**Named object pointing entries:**
start

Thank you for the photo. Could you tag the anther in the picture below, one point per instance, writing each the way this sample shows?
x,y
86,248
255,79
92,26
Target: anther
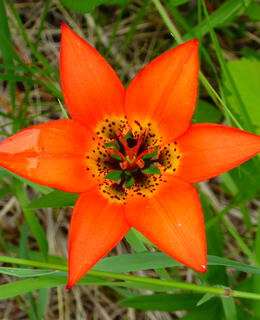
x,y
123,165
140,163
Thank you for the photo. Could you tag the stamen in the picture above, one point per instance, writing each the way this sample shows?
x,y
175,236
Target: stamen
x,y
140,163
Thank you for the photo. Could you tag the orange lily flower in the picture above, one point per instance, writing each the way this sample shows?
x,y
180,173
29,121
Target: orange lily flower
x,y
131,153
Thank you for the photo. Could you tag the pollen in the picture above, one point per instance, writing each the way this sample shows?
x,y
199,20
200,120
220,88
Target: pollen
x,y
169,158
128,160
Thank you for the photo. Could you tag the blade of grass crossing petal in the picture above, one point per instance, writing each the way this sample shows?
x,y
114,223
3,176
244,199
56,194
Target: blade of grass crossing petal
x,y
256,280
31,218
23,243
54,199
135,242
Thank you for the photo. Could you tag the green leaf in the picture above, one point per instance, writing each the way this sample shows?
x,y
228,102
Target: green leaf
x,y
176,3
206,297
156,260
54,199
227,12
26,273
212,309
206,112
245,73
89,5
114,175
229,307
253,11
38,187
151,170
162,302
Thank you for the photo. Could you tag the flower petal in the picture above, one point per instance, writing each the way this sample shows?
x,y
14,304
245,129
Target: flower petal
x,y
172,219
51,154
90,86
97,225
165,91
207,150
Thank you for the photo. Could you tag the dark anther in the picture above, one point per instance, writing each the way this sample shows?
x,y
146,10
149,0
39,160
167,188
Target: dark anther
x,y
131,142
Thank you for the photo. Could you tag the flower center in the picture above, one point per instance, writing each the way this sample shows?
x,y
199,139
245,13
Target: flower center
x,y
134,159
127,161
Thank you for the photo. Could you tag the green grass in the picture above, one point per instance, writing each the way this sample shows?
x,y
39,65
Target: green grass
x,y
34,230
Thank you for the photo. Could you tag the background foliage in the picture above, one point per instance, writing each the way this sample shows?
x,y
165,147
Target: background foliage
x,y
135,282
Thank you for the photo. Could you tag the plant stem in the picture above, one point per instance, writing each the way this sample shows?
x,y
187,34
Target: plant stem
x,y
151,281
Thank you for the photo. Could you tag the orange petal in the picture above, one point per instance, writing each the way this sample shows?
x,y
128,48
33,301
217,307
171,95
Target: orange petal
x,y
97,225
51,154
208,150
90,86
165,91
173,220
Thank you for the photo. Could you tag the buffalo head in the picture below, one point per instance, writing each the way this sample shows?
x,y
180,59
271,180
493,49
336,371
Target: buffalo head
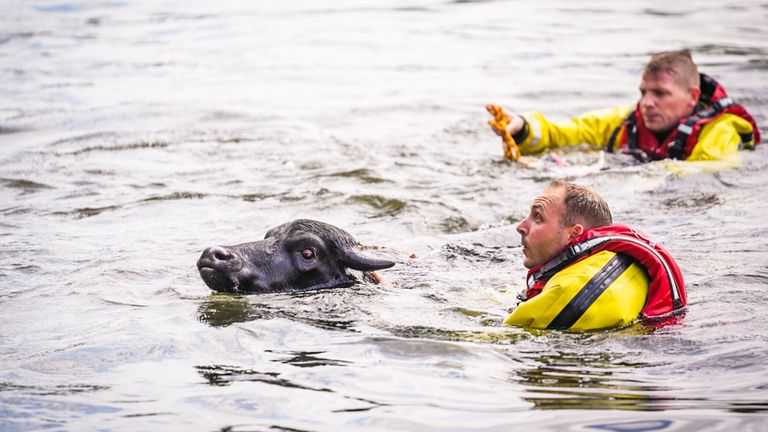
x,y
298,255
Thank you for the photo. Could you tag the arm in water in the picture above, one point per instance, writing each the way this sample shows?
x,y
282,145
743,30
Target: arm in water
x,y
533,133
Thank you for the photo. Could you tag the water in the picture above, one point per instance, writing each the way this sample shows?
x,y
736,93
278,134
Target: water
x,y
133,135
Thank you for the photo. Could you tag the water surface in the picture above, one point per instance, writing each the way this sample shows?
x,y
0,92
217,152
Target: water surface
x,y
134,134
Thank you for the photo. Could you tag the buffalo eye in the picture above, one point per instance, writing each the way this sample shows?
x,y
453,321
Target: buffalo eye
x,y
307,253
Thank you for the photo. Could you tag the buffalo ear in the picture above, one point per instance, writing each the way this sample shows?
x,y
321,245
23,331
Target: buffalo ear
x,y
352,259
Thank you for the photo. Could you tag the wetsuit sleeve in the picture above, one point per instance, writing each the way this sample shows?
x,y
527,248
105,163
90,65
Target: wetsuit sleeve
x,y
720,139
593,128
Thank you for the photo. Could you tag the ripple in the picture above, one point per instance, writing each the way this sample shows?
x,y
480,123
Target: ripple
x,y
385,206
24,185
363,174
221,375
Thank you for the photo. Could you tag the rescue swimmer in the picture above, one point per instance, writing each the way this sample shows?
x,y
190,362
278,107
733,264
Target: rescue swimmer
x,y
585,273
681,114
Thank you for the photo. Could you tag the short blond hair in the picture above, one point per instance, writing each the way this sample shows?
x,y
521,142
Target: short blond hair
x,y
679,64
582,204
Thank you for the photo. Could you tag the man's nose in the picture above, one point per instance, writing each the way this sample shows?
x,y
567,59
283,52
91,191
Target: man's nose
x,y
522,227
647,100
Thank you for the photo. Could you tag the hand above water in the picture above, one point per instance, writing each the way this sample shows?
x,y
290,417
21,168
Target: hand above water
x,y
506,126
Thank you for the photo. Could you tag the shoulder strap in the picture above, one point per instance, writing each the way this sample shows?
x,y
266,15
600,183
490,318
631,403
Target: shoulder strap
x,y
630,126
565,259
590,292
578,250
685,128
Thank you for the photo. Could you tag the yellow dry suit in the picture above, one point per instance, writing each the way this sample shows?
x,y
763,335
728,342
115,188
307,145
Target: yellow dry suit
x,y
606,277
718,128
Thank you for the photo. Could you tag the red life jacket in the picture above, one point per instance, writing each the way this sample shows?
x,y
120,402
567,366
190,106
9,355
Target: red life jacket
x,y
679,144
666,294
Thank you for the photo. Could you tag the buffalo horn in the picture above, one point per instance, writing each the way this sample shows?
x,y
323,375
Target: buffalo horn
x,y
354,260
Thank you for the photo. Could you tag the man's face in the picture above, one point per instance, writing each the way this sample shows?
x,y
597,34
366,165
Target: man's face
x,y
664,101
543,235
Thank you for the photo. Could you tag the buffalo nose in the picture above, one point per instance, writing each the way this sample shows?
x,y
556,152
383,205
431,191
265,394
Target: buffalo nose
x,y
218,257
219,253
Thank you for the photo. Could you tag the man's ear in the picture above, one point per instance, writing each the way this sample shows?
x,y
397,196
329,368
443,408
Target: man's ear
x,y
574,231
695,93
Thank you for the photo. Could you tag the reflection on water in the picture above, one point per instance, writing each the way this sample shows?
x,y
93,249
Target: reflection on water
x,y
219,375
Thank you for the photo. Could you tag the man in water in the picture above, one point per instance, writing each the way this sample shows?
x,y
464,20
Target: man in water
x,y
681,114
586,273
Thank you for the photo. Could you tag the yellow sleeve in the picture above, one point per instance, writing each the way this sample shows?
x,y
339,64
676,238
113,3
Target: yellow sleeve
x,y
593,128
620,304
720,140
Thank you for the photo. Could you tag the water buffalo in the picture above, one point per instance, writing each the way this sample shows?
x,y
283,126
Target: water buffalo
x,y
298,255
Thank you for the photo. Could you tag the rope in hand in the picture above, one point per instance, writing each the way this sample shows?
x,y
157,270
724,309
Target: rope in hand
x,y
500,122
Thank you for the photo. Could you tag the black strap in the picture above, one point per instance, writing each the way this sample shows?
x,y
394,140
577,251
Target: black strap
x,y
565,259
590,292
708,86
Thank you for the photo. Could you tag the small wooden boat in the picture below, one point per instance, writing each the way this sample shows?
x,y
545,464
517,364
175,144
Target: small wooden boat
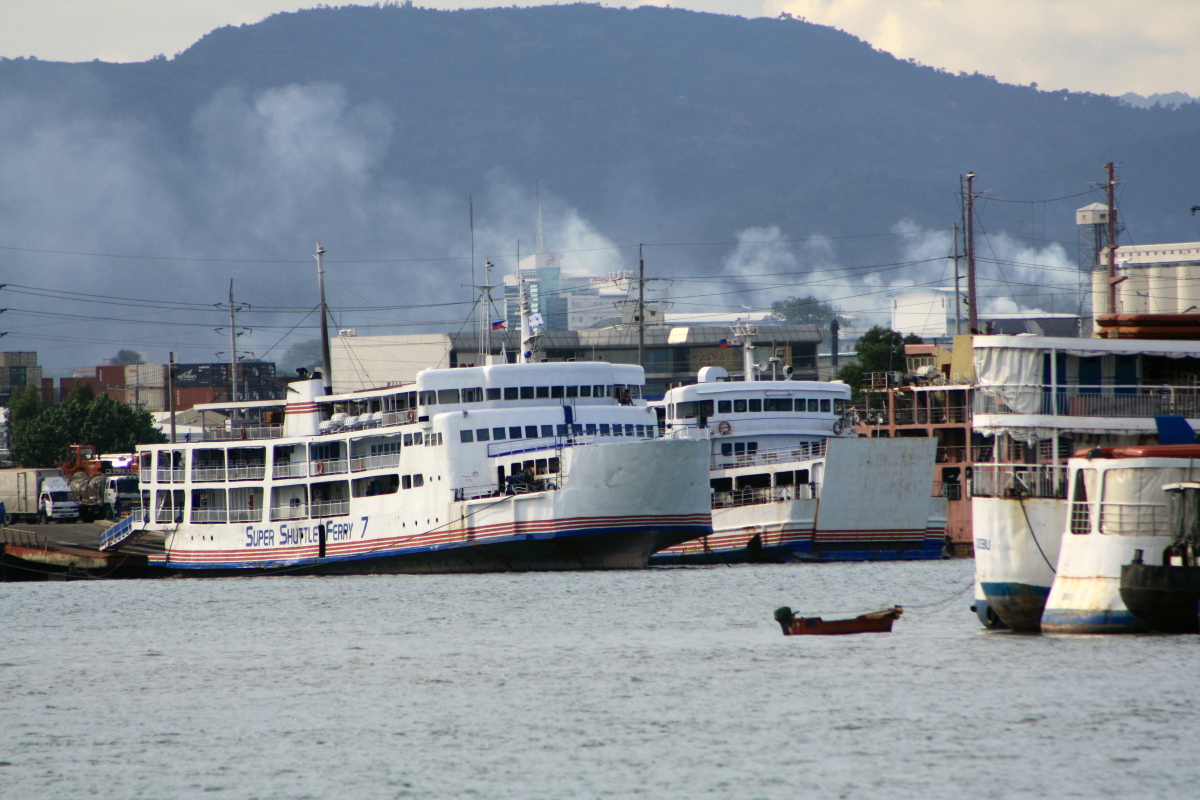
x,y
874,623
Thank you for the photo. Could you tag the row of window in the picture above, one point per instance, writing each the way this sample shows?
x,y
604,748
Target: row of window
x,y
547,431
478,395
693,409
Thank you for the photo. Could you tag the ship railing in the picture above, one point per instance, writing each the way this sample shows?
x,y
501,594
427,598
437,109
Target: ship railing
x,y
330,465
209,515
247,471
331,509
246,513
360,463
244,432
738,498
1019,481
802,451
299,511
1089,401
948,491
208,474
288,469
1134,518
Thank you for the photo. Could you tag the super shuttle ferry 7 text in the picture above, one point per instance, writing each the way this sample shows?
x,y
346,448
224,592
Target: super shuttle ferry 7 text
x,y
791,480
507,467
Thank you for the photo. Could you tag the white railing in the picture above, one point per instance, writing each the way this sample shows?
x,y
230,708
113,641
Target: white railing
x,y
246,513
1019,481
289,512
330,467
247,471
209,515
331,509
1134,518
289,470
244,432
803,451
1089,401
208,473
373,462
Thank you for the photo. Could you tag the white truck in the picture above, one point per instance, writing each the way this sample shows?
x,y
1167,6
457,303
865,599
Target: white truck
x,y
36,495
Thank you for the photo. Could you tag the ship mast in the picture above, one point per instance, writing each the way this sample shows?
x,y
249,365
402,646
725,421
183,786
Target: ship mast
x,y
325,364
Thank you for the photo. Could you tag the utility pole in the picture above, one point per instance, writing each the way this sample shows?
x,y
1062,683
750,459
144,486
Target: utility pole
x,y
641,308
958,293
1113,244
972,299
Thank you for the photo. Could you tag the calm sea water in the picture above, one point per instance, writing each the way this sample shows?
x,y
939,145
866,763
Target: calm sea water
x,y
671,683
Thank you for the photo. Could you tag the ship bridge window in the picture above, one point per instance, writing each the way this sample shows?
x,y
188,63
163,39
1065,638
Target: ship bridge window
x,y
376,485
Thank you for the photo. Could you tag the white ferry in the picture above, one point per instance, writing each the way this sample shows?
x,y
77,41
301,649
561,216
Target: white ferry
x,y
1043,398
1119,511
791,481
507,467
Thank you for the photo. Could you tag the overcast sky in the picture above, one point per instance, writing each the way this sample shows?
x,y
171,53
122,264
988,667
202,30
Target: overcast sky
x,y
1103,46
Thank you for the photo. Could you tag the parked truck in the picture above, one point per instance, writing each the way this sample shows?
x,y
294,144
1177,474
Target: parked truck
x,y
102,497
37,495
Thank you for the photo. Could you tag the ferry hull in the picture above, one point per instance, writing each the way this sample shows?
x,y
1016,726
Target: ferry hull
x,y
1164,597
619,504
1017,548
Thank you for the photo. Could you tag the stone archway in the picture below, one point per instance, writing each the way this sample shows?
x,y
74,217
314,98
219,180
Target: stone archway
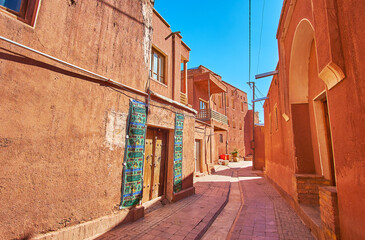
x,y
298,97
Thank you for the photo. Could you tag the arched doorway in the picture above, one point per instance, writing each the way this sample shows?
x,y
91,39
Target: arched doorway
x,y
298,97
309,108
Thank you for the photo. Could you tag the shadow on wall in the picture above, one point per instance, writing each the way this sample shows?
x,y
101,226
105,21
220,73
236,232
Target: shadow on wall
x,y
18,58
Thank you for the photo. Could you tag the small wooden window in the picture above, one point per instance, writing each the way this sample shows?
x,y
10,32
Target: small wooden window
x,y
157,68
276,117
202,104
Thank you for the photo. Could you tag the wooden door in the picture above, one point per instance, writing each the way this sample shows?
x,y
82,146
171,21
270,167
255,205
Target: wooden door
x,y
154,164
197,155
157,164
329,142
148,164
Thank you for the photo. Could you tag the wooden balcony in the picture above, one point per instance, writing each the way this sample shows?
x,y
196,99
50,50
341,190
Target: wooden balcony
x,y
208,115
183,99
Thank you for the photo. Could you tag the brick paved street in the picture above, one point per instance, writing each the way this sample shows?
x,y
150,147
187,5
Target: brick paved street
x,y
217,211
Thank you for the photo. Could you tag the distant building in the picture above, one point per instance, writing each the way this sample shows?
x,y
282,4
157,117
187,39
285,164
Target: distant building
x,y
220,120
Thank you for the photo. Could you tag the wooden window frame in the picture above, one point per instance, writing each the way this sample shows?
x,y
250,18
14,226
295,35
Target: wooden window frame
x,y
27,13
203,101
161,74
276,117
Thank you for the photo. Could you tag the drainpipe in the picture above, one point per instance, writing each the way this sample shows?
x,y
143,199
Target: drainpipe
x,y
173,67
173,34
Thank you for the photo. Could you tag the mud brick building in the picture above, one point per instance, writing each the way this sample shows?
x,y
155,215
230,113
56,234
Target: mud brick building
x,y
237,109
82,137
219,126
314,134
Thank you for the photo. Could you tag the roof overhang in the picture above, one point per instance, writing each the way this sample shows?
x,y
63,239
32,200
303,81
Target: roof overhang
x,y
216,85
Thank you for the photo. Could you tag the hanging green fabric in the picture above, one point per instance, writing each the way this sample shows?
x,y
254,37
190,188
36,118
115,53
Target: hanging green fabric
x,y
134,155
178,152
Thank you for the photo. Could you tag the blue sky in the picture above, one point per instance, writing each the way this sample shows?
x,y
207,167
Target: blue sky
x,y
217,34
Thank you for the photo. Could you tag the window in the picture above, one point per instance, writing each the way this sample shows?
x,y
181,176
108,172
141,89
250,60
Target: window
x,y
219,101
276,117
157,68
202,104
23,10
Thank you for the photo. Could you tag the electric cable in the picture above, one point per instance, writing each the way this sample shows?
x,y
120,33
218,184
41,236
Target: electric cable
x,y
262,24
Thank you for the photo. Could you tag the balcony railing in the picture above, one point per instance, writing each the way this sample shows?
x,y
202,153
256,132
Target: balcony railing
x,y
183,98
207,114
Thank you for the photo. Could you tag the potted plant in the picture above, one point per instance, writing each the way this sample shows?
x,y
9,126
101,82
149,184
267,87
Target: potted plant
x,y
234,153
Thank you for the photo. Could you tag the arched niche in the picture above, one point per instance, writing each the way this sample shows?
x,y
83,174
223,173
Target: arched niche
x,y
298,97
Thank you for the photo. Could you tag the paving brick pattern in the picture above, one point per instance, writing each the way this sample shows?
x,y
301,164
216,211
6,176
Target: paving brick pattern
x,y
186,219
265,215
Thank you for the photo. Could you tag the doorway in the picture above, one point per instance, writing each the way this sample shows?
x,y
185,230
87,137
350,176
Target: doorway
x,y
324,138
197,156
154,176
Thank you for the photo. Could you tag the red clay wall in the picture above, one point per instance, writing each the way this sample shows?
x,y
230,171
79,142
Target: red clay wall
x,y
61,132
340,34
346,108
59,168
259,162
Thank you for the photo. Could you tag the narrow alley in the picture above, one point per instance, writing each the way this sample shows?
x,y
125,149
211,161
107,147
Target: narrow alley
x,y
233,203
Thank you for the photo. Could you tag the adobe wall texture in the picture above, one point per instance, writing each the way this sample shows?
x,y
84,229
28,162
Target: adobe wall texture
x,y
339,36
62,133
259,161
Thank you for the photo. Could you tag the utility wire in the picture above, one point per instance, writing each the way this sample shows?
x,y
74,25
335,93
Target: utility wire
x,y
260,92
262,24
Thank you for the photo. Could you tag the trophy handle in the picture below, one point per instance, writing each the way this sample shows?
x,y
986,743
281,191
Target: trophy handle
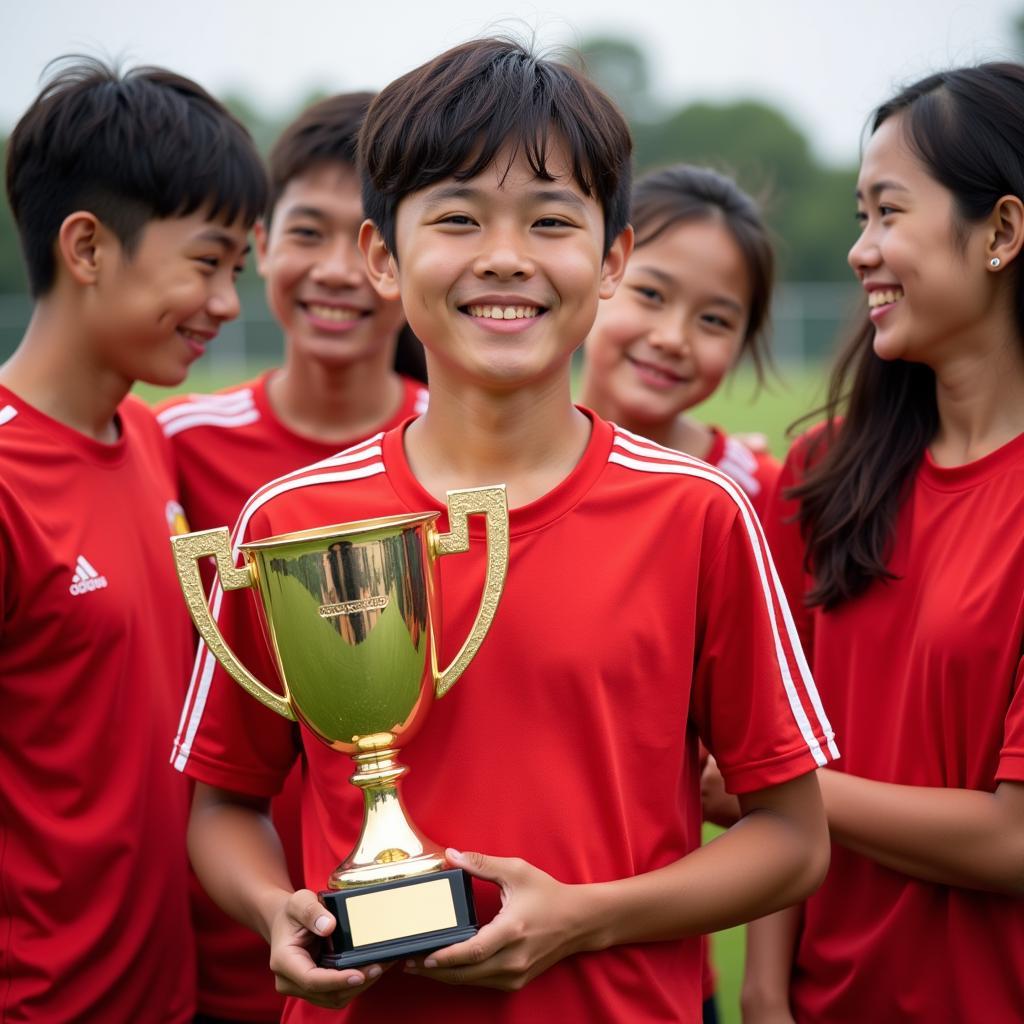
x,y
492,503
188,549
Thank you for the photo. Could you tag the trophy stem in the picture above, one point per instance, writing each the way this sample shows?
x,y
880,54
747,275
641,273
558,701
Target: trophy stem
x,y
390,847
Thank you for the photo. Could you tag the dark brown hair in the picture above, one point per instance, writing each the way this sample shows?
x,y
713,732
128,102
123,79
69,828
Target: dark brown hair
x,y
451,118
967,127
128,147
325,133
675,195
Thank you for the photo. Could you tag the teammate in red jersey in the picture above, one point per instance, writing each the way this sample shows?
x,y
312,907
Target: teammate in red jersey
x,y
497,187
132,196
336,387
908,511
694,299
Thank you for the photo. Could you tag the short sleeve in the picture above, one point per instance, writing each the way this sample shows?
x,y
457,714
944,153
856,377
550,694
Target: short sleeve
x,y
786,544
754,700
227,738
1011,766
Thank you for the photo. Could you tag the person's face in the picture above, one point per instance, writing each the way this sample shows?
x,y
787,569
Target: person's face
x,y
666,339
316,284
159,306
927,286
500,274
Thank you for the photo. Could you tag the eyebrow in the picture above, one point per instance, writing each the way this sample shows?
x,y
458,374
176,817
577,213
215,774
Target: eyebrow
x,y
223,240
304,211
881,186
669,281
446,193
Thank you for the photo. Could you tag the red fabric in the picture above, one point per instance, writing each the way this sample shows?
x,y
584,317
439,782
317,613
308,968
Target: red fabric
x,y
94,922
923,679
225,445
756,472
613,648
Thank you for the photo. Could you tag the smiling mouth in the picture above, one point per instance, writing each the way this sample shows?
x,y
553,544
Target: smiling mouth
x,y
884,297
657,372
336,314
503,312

end

**Task details:** In the records above, find the line containing "Thank you for the photo. Could you tag the teammate"; please retype it and every line after it through the last line, exactly and with nothing else.

**The answer:**
Thank you for the photo. Could you tag the teammate in red jersey in the picture above, one point per instance, writing each the way this sample shows?
x,y
312,907
Target: teammate in red jersey
x,y
497,187
132,196
336,387
908,511
694,299
Thank you for the photo. Could you tag the short sleeve in the picture above, one point per instance, writing each the way this sample shows?
x,y
457,714
944,153
856,377
550,694
Target: short sleeve
x,y
786,544
754,700
227,738
1011,766
Thank you for the photo. Could you tag the person's face in the picture above, one point per instance, writing each the way this sample shows?
x,y
787,569
Target: person's face
x,y
666,339
316,284
159,306
927,286
500,274
Thank you for the photo. Could you tag the eyebrow in the picture above, one point per instance, writing each the way this sample shows?
x,y
458,374
176,817
577,213
215,774
Target: eyebrow
x,y
223,240
304,211
881,186
669,281
446,193
Thank you for the photo. Could you tag the red fabric in the picture above, one point per instance, writing each the way this sample shows?
x,y
584,317
439,782
317,613
308,968
Target: red fabric
x,y
94,922
923,679
225,445
756,472
613,648
Thank you for the photo. Could you tag the smiling mouth in the picture above, one point per instance, writing each the way this sample shows?
x,y
553,544
Target: smiling mouth
x,y
884,297
657,372
336,314
503,312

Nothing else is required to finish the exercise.